→ Excerpt provided
☆ ☆ ☆ ☆ ☆
A statement given by the British Museum in 2021 praised BP for providing ‘support for galleries, education facilities, curatorial posts and research projects […] Without external support much programming and other major projects would not happen.’ As state funding dwindles, UK museums – which as a rule do not charge entrance fees – are facing a serious dilemma. ‘While it might be justifiable to refuse funding from unethical sources,’ Ramos says, ‘the questions for art organisations remain – who will step in to fill the gap? In many of the cases where arts organisations have received funds from questionable sources, the public has cared little.’ So where next for embattled arts institutions? Asked if the NPG anticipates a drop in private funding, Hilliam says that it is ‘fortunate in [its] support from long-standing partners, as well as a new generation of supporters’. A curator at another UK national museum, who prefer to remain anonymous, says: ‘We don’t anticipate a drop in private funding, but we are apprehensive of the next [government] Spending Review, which is scheduled to occur after the next general election [expected in 2024].’
Benjamin Soskis, a senior research associate at the Center on Nonprofits and Philanthropy at the Urban Institute in Washington, D.C., says: ‘I think moving forward there is going to be an expectation that the donor relationship is less transactional and has a larger moral identity. I think the institutions increasingly are going to have to try to make a compelling case why donors actually fit into their moral purpose and identity beyond just the fact that they are rich and can give them money.’
He notes also an increase in ‘morals clauses’ adopted by US museums, which protect them to a degree if donors fall from grace. ‘I’m particularly interested in time limits incorporated into contracts as a kind of mechanism to potentially inoculate an institution from learning about donors that they didn’t realise were toxic but are toxic,’ he says. Soskis believes the ‘boundary conditions’ for toxicity are still unfurling. ‘My sense is that the Sackler affair has not reached a kind of definite resolution in that it’s still not clear to me the extent to which the Sacklers will be interpreted as a kind of exceptional case.’
Newman believes the donations model needs to change, suggesting that the future is in partnerships – ‘proper “joint ventures” with other organisations, be it education, government, third-sector charities, or other cultural organisations, as well as corporate businesses or philanthropists. This is different to traditional sponsorship or fundraising where a business or supporter is offered an existing project in return for a specific set of assets […] genuine partnerships require shared creation, objectives, responsibilities, values and of course shared resources, reducing the costs for individual organisations.’
At the heart of the matter is the question of whether museums should lead public morality or follow it. ‘Unless museum leaders grapple earnestly and visibly with the impact of every key decision, their institutions will suffer as a consequence,’ Anderson says. Museums need to ensure they are not pushed around by the morals of the day but instead take a long-term view, says Newman. With the fall from grace of donors such as the Sacklers, the standing of museums has diminished by proxy. But if they can begin making more ethically sound decisions as to the sources of their funding, they should be able to restore at least a modicum of public confidence.
☆ ☆ ☆ ☆ ☆
→ What the task requires
In the excerpt on museum funding, what contract mechanism does Benjamin Soskis say he is particularly interested in?

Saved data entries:
☆ ☆ ☆ ☆ ☆
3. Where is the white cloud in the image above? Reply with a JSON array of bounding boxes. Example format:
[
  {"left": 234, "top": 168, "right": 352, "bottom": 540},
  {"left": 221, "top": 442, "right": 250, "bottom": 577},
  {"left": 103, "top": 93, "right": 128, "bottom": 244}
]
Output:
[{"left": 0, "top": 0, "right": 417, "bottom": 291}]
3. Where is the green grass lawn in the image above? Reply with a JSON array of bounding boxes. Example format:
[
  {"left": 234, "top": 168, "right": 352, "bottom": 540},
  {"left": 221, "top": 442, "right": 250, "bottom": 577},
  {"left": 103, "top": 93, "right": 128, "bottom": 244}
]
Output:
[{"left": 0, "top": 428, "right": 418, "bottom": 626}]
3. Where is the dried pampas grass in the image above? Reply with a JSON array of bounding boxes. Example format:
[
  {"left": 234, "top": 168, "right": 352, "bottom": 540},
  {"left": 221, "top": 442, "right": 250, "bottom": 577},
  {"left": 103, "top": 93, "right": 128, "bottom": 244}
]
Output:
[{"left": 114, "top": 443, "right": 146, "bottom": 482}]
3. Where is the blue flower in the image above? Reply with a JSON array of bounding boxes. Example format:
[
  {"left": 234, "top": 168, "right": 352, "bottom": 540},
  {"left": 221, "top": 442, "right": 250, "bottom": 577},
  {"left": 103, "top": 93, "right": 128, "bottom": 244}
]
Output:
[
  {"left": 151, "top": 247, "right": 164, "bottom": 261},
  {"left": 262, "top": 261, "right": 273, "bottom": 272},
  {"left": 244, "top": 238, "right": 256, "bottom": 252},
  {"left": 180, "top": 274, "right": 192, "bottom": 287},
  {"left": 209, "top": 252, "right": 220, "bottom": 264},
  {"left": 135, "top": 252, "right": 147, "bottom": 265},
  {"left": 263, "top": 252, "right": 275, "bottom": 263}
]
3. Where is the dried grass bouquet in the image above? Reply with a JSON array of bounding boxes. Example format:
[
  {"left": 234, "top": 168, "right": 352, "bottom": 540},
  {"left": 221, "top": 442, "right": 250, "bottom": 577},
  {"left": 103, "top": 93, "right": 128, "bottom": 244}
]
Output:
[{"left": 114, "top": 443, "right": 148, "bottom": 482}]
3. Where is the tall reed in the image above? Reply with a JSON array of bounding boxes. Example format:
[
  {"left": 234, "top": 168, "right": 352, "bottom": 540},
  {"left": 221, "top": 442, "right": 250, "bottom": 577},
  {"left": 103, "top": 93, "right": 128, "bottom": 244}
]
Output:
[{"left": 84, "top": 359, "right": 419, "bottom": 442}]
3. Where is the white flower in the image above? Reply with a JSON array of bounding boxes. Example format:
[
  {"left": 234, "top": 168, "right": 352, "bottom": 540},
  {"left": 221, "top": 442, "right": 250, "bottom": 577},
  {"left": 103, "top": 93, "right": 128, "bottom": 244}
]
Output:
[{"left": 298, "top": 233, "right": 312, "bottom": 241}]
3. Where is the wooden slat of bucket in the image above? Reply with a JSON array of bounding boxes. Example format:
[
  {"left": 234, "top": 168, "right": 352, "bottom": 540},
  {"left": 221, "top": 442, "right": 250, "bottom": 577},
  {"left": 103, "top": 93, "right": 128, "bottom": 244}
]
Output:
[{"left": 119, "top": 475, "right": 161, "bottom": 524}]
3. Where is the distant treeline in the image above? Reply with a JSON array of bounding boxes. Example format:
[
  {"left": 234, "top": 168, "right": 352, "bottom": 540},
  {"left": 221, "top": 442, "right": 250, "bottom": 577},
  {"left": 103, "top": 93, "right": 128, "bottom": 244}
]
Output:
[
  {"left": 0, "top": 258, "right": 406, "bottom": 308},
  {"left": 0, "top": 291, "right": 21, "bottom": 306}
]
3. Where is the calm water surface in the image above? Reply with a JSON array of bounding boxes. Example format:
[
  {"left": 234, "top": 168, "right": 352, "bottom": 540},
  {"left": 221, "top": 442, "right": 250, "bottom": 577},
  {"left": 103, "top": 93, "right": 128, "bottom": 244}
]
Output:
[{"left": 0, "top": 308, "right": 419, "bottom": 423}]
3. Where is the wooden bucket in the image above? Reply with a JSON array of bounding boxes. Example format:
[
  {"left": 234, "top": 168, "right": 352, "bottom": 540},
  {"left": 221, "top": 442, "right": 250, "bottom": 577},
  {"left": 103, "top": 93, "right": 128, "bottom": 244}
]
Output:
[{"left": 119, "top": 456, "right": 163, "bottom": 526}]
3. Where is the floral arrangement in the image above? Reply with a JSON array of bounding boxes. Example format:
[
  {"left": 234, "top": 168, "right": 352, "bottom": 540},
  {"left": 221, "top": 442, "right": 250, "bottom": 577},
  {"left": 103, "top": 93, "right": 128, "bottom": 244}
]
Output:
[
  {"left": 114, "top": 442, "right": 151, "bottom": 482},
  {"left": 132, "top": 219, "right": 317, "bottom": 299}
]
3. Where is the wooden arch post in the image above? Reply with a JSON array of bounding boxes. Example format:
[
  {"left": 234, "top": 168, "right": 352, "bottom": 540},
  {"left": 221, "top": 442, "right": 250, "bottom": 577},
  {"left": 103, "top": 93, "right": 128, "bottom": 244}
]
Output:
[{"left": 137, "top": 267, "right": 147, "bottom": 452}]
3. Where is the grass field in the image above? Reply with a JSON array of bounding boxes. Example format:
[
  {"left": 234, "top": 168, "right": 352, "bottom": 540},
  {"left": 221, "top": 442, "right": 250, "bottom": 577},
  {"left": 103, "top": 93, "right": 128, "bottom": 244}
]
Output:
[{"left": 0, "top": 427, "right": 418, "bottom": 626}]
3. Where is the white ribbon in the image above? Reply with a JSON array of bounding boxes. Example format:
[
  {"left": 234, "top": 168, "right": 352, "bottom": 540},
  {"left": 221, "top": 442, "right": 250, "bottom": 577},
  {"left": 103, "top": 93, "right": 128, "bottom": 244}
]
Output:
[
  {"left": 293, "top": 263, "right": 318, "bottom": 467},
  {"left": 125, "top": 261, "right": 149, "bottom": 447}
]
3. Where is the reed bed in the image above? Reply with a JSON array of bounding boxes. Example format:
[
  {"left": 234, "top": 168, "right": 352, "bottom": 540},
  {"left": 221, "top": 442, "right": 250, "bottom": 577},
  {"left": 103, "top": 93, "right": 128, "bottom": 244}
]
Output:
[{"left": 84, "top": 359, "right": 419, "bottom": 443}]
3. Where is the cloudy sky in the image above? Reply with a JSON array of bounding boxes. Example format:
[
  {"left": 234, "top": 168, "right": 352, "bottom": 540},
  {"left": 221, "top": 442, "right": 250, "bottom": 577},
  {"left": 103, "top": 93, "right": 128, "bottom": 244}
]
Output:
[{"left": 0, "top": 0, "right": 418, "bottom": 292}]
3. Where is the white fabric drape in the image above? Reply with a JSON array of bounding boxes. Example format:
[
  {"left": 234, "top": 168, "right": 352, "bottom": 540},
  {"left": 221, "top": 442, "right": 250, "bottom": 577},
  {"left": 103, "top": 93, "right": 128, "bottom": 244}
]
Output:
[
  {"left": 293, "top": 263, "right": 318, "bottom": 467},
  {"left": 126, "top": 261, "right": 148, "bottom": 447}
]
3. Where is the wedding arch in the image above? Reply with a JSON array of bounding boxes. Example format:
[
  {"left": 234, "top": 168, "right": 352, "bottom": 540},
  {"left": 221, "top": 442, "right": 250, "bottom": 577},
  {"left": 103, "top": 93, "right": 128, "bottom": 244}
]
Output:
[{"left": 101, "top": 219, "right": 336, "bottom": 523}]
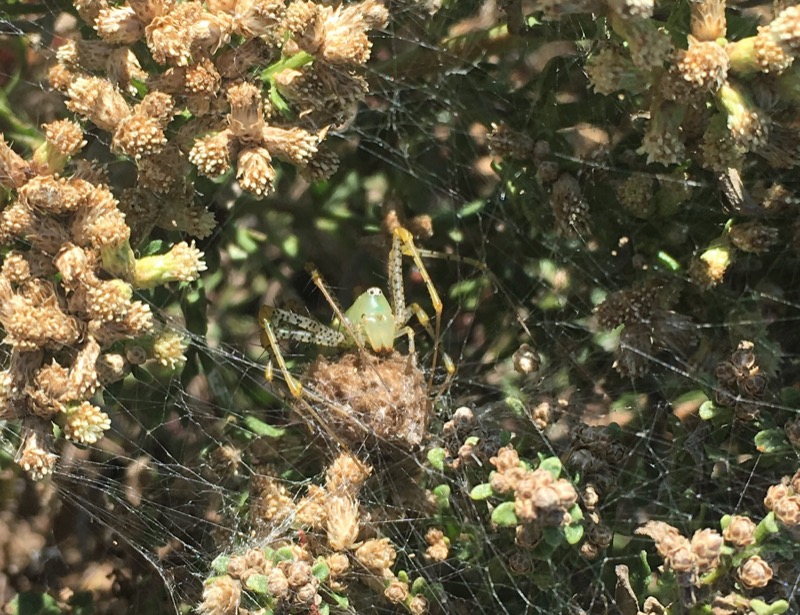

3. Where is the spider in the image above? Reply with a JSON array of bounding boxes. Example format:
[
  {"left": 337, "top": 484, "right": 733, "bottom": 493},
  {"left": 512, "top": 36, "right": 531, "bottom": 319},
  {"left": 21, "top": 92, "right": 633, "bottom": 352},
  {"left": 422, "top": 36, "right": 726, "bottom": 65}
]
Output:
[
  {"left": 258, "top": 227, "right": 455, "bottom": 446},
  {"left": 258, "top": 227, "right": 455, "bottom": 397}
]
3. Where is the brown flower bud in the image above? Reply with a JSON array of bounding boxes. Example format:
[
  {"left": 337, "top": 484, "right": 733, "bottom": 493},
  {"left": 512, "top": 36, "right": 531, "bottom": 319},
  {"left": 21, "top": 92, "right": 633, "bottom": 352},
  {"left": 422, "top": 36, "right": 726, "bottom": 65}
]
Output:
[
  {"left": 736, "top": 555, "right": 773, "bottom": 589},
  {"left": 722, "top": 515, "right": 756, "bottom": 547},
  {"left": 772, "top": 494, "right": 800, "bottom": 527},
  {"left": 691, "top": 529, "right": 723, "bottom": 574},
  {"left": 198, "top": 575, "right": 242, "bottom": 615},
  {"left": 267, "top": 567, "right": 289, "bottom": 600}
]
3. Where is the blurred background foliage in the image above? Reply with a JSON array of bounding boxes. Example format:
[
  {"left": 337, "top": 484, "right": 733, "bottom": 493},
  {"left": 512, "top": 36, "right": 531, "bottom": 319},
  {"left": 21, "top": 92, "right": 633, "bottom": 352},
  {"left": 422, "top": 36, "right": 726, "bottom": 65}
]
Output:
[{"left": 0, "top": 0, "right": 800, "bottom": 613}]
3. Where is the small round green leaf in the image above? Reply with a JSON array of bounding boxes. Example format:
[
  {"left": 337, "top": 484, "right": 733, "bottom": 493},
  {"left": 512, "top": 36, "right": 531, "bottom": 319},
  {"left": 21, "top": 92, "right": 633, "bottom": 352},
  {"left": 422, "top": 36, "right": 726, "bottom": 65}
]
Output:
☆ ☆ ☆ ☆ ☆
→ Answer box
Time limits incorporated into contracts.